Challenge:
Please return the part of the court order below from "Dixon v. Ga." up to and including "HARVEY WILLIFORD, Defendants.", copied word for word.

Passage:
--- Begin ---

Dixon v. Ga. Dep't of Pub. Safety

Decision Date18 April 2018
Docket Number2:14-cv-47
PartiesSUE BRANNEN DIXON, JAMES M. DIXON, JR., Plaintiffs, v. GEORGIA DEPARTMENT OF PUBLIC SAFETY; ALBERT HARVEY WILLIFORD, Defendants.
CourtU.S. District Court — Southern District of Georgia
ORDER

This Matter comes before the Court on Defendant Albert Williford's and Defendant Georgia Department of Public Safety's ("DPS") Motion for Summary Judgment (Dkt. No. 39). These Motions have been fully briefed and are now ripe for review. For the following reasons, Williford's Motion is GRANTED, and DPS's Motion is REMANDED to the state court along with all remaining state law claims.

BACKGROUND

On February 19, 2012, local law enforcement in Appling County requested the assistance of the Georgia State Patrol's State Special Weapons and Tactics ("SWAT") Team in dealing with a barricaded gunman at the gunman's home. Dkt. No. 39-2/46-1 ¶ 41 (Defendant's Statement of Undisputed Material Facts to which Plaintiff has admitted, hereinafter "SUMF"1); Dkt. No. 39-3, Ex. 13 at 2. Cpl. Williford was one of the SWAT officers mobilized to respond to the barricaded gunman situation. SUMF ¶ 43; Dkt. No. 39-3, p. 24. The callout location was the house of James Dixon,2 located in a rural area at the back of a wide open field. SUMF ¶ 44; Dkt. No. 39-3, p. 55, Ex. P4. Williford arrived at the callout location at approximately 7:30 a.m. SUMF ¶ 45; Dkt. No. 39-3, p. 28. He knew that an Appling County judge had issued an aggravated assault arrest warrant for Dixon earlier that morning and that he (Williford) was called to assist in effectuating that arrest. SUMF ¶¶ 46, 42; Dkt. No. 39-3, p. 106; Dkt. No. 6-1, p. 2. Williford also knew that Dixon had prior military combat experience. SUMF ¶ 49; Dkt. No. 39-3, p. 108. It was Williford's understanding that earlier that morning, Dixon had discharged a firearm into a neighbor's home, taken family members hostage, and assaulted a family member with a knife. SUMF ¶ 47; Dkt. No. 39-3, pp. 106, 108.

--- End ---

Data shown:
--- Begin ---

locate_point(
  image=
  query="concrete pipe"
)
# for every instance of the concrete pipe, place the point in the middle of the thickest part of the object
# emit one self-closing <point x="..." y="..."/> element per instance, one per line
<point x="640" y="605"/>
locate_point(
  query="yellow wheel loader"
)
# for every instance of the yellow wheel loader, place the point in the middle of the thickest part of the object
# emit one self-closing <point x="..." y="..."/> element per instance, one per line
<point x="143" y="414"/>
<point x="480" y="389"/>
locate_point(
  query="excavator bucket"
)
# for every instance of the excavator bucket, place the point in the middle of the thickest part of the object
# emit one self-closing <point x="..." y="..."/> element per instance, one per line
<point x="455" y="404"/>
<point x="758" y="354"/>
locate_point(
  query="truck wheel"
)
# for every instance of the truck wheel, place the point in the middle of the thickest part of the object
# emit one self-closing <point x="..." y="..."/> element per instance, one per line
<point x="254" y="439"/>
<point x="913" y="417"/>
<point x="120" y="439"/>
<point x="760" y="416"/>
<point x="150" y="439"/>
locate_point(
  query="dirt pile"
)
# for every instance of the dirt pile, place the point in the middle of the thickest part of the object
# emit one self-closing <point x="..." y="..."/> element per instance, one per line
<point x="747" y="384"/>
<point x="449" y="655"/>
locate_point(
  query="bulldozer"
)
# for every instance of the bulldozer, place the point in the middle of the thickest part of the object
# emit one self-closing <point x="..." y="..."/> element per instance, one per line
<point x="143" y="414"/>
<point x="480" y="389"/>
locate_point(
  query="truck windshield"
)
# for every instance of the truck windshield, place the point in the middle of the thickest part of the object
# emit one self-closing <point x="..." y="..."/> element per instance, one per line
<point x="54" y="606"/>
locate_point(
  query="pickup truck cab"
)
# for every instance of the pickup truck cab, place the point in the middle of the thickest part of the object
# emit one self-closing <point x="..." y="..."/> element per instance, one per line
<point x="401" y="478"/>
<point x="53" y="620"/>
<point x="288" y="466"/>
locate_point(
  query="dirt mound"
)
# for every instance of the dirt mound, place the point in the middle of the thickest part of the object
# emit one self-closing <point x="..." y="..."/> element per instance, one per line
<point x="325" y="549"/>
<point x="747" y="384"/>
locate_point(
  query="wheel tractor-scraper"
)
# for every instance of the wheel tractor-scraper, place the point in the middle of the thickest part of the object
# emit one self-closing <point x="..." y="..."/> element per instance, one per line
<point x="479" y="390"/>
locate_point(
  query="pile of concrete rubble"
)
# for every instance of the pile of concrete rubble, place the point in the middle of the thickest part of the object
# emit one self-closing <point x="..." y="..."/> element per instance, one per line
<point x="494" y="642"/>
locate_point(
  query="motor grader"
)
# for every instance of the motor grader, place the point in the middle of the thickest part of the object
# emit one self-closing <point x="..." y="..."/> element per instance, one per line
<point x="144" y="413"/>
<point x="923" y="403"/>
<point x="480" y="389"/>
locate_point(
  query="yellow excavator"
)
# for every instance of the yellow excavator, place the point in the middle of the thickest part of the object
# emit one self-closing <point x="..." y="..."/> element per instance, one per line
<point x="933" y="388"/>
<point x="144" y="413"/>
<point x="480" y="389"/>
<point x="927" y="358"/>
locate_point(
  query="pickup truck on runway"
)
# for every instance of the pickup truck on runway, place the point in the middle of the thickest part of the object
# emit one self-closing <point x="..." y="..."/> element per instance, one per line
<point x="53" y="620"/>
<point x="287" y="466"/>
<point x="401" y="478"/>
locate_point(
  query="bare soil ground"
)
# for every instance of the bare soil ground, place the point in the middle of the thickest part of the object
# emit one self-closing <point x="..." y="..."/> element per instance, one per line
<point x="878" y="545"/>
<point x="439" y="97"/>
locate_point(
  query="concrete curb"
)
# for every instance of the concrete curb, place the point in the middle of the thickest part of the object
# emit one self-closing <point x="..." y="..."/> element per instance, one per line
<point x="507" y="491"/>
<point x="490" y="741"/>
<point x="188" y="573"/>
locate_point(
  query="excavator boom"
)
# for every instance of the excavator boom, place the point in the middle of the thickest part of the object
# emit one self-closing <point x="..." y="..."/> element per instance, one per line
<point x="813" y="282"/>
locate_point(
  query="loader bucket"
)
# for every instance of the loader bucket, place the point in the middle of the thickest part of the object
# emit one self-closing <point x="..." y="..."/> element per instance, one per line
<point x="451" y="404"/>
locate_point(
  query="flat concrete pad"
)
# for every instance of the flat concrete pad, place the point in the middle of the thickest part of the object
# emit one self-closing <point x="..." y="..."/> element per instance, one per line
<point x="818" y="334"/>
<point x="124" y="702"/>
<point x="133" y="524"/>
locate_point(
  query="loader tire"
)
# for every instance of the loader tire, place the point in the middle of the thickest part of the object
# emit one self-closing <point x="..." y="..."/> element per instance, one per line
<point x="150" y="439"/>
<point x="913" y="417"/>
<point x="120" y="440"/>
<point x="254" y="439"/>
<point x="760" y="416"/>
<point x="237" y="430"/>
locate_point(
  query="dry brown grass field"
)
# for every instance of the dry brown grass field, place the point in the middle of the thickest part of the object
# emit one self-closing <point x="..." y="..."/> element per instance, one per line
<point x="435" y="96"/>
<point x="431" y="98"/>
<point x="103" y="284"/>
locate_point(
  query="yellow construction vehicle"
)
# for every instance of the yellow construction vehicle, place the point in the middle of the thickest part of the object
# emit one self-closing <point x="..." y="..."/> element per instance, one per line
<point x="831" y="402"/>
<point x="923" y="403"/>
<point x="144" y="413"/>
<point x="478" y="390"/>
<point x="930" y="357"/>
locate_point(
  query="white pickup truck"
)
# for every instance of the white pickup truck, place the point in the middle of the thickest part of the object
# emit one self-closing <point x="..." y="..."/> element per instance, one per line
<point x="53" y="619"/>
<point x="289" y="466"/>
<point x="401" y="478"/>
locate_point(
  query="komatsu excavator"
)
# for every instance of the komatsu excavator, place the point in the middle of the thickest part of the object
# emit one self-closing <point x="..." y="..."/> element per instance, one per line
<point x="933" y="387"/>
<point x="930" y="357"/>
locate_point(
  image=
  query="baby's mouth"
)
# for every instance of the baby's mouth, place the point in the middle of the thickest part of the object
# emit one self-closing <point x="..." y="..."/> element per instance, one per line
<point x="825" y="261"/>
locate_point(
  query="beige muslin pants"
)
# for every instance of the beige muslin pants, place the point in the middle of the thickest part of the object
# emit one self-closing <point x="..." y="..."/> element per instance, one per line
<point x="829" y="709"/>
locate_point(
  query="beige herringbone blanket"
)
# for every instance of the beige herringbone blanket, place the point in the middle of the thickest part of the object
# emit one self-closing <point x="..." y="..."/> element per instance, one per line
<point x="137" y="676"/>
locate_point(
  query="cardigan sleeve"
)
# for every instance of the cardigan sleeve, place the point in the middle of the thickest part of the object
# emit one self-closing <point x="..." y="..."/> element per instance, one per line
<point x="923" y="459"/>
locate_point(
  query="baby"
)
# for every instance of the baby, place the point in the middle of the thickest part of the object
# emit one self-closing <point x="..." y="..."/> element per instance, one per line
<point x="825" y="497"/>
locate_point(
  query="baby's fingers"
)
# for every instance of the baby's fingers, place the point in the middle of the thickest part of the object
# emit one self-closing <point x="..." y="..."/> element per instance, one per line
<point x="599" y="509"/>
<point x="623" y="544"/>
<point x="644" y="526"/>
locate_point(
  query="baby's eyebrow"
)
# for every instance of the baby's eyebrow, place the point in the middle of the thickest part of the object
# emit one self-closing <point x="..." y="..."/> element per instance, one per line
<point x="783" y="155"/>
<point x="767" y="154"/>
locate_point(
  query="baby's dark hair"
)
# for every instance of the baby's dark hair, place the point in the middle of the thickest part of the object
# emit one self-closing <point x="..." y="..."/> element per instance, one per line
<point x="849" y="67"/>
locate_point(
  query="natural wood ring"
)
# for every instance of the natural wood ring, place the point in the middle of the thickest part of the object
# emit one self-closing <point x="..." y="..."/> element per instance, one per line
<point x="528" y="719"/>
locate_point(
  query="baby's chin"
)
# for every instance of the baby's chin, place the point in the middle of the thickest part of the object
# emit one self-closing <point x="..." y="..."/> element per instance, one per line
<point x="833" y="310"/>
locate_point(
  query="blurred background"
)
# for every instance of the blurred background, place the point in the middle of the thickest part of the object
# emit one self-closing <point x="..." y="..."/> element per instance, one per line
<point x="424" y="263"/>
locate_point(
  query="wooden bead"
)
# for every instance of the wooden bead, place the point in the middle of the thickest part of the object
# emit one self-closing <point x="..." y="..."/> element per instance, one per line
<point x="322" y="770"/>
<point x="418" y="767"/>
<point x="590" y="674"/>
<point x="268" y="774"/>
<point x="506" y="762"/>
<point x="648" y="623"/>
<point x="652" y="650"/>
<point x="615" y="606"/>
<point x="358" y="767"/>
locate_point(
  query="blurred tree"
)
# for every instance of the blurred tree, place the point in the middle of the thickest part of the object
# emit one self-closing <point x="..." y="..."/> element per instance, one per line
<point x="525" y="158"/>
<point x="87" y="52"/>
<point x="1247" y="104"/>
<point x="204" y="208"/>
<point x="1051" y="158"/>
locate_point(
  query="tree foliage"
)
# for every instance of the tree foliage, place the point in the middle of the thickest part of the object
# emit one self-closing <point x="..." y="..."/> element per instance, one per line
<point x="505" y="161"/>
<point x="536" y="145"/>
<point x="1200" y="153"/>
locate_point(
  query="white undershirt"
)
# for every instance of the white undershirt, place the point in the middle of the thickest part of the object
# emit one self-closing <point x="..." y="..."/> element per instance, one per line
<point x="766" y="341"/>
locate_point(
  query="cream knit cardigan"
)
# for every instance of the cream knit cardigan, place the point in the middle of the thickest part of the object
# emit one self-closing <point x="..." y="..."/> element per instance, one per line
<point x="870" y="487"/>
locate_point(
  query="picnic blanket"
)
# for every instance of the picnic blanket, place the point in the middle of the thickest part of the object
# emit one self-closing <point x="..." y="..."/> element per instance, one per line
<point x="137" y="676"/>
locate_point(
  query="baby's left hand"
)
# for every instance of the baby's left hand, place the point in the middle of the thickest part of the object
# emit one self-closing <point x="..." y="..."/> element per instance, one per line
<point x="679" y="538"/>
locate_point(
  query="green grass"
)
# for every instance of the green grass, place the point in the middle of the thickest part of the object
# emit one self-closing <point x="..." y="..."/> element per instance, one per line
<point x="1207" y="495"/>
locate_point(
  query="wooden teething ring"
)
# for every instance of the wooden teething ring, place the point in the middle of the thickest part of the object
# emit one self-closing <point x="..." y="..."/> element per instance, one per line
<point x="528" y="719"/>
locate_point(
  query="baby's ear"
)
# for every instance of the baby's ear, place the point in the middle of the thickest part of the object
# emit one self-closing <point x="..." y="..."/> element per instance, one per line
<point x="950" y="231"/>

--- End ---

Answer to this task:
Dixon v. Ga. Dep't of Pub. Safety

Decision Date18 April 2018
Docket Number2:14-cv-47
PartiesSUE BRANNEN DIXON, JAMES M. DIXON, JR., Plaintiffs, v. GEORGIA DEPARTMENT OF PUBLIC SAFETY; ALBERT HARVEY WILLIFORD, Defendants.